-- begin SUPPLIED RECORDS --
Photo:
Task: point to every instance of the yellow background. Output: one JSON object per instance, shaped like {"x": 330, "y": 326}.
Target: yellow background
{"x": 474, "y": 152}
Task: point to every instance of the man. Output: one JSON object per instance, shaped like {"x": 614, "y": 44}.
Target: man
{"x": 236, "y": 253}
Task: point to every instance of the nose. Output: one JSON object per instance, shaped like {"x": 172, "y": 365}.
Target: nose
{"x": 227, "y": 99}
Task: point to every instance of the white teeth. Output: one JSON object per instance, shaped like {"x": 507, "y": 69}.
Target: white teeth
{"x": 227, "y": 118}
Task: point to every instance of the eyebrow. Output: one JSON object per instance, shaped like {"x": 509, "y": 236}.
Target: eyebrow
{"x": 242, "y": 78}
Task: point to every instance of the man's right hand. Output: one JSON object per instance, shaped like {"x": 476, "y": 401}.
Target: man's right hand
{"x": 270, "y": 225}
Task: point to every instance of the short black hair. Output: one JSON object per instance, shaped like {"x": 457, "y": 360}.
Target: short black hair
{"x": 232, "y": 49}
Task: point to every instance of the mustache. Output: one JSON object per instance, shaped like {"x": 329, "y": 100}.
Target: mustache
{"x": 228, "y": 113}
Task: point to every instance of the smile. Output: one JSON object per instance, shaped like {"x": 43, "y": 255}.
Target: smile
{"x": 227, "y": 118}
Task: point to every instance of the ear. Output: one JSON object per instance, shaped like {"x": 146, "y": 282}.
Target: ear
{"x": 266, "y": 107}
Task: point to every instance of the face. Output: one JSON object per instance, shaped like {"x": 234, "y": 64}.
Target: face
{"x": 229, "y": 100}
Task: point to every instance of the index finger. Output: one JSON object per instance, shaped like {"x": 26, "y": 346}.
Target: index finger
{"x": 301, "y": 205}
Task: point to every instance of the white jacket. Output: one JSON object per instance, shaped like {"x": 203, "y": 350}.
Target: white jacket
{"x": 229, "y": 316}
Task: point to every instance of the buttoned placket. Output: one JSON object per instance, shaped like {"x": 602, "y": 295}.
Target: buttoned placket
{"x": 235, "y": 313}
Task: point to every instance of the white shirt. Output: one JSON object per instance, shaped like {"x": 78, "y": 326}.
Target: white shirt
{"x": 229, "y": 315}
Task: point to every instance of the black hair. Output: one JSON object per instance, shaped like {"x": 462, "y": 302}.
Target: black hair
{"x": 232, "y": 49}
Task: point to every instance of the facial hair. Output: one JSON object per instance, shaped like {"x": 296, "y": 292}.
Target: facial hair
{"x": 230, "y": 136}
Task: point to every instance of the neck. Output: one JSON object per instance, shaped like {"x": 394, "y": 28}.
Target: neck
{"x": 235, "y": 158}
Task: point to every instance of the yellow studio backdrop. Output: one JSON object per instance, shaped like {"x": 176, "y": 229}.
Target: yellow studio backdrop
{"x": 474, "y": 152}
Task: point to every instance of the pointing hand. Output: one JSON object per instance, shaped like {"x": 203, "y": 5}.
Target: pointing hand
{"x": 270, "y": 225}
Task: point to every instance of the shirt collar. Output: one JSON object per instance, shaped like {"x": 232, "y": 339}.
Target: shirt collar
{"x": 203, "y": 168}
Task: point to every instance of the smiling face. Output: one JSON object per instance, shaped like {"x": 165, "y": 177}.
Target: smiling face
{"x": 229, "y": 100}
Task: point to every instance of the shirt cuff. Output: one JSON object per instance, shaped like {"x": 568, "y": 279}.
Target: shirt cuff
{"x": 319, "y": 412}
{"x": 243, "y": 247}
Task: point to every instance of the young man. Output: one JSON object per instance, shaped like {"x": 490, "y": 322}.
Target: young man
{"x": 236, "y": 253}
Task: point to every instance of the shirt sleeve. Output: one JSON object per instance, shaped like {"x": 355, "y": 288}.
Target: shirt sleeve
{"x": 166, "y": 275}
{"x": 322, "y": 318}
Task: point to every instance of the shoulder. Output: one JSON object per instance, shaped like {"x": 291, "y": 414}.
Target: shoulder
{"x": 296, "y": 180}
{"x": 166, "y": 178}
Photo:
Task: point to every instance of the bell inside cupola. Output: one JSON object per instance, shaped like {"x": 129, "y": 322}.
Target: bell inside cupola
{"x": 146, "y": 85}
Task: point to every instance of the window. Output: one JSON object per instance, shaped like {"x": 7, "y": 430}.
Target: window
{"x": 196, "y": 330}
-- end SUPPLIED RECORDS --
**OBJECTIVE**. Copy out every one of the records above word for word, in the order they appear.

**SOLUTION FOR THIS TASK**.
Photo:
Task: point to every instance of the yellow background. Output: one JSON object per instance, shaped like {"x": 330, "y": 326}.
Target: yellow background
{"x": 474, "y": 152}
Task: point to every instance of the man. Output: one JSON object per instance, shaped like {"x": 614, "y": 44}.
Target: man
{"x": 236, "y": 253}
Task: point to every instance of the nose. Output: one JSON object per instance, shaped like {"x": 172, "y": 365}.
Target: nose
{"x": 227, "y": 99}
Task: point to every instance of the white teeth. Output: one JSON object per instance, shaped like {"x": 507, "y": 69}.
Target: white teeth
{"x": 227, "y": 118}
Task: point to every instance of the eyebrow. Output: one JSON object per instance, shaped like {"x": 509, "y": 236}.
Target: eyebrow
{"x": 242, "y": 78}
Task: point to every instance of the man's right hand. Output: one JSON object per instance, shaped like {"x": 476, "y": 401}.
Target: man's right hand
{"x": 270, "y": 225}
Task: point to every instance of the short black hair. Output: one JSON object per instance, shaped like {"x": 457, "y": 360}.
Target: short black hair
{"x": 232, "y": 49}
Task: point to every instance of the mustache. Output: one JSON object per instance, shaped like {"x": 329, "y": 100}.
Target: mustache
{"x": 228, "y": 113}
Task: point to every instance of the smile. Output: one JSON object per instance, shaped like {"x": 43, "y": 255}.
Target: smile
{"x": 227, "y": 118}
Task: point to every instance of the ear. Output: one JSON object per instance, shaped like {"x": 146, "y": 282}.
Target: ear
{"x": 266, "y": 107}
Task: point to every instance of the face. Output: one JSON object per instance, shaped like {"x": 234, "y": 64}.
Target: face
{"x": 229, "y": 100}
Task: point to every instance of the index finger. Output: one JSON object per instance, shaped like {"x": 26, "y": 346}.
Target: index finger
{"x": 301, "y": 205}
Task: point to every instance of the white jacket. Output: one JSON object per instance, shaped like {"x": 203, "y": 350}.
Target: white jacket
{"x": 229, "y": 316}
Task: point to every instance of the buttoned placket. Output: one JSON object per instance, shaped like {"x": 602, "y": 295}.
Target: buttoned placket
{"x": 235, "y": 313}
Task: point to every instance of the white shirt. Output: one JSON object per instance, shaped like {"x": 78, "y": 326}.
Target: white shirt
{"x": 229, "y": 315}
Task: point to every instance of the black hair. Output: one JSON object per instance, shaped like {"x": 462, "y": 302}.
Target: black hair
{"x": 232, "y": 49}
Task: point to every instance of the facial hair. Output: one JSON object per instance, shaped like {"x": 296, "y": 292}.
Target: facial hair
{"x": 230, "y": 136}
Task: point to every instance of the neck. Output: one JSON object per instance, shaped like {"x": 394, "y": 28}.
Target: neck
{"x": 235, "y": 158}
Task: point to every instance of the yellow studio backdrop. Output: one JSON object per instance, shaped like {"x": 176, "y": 229}.
Target: yellow studio backdrop
{"x": 474, "y": 152}
Task: point to every instance of the pointing hand. Output: one JSON object per instance, shaped like {"x": 203, "y": 5}.
Target: pointing hand
{"x": 270, "y": 225}
Task: point to every instance of the shirt collar. Output: one JSON object per instance, shaped like {"x": 232, "y": 339}.
Target: shirt collar
{"x": 203, "y": 168}
Task: point to every instance of the smiling face. Output: one JSON object per instance, shaped like {"x": 165, "y": 177}.
Target: smiling face
{"x": 229, "y": 100}
Task: point to every instance of the shirt cuff. Output: one JSON object per instance, shaped like {"x": 568, "y": 279}.
Target: shirt cuff
{"x": 319, "y": 412}
{"x": 243, "y": 247}
Task: point to every instance of the young man. Output: one JSON object per instance, shaped like {"x": 490, "y": 322}.
Target: young man
{"x": 236, "y": 253}
Task: point to every instance of the shirt sleeve. Output: one JSON object per instance, shaped like {"x": 355, "y": 288}.
Target: shirt sleeve
{"x": 166, "y": 275}
{"x": 322, "y": 318}
Task: point to every instance of the shoulder. Output: one JSON object per instance, shaped like {"x": 291, "y": 414}.
Target: shoulder
{"x": 296, "y": 180}
{"x": 166, "y": 178}
Photo:
Task: point to every instance of the bell inside cupola. Output: one JSON object per instance, shaped like {"x": 129, "y": 322}.
Target: bell inside cupola
{"x": 146, "y": 85}
Task: point to every instance of the window. Output: one JSON object per instance, shaped like {"x": 7, "y": 430}.
Target: window
{"x": 196, "y": 330}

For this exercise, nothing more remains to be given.